> _Exercise aim_
Reproduce the data below word for word.

> _Supplied material_
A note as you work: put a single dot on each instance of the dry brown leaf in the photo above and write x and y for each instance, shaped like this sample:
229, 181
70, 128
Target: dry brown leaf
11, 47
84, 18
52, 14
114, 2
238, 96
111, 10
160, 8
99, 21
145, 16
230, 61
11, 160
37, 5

> _Full response_
A note as you work: put a single dot on each instance of the dry brown leaf in the photo above and write x and y for each instance, shaped like this sample:
229, 181
70, 128
Target: dry brown leaf
11, 47
84, 18
52, 14
114, 2
238, 96
111, 10
160, 8
99, 21
145, 16
230, 61
11, 160
37, 5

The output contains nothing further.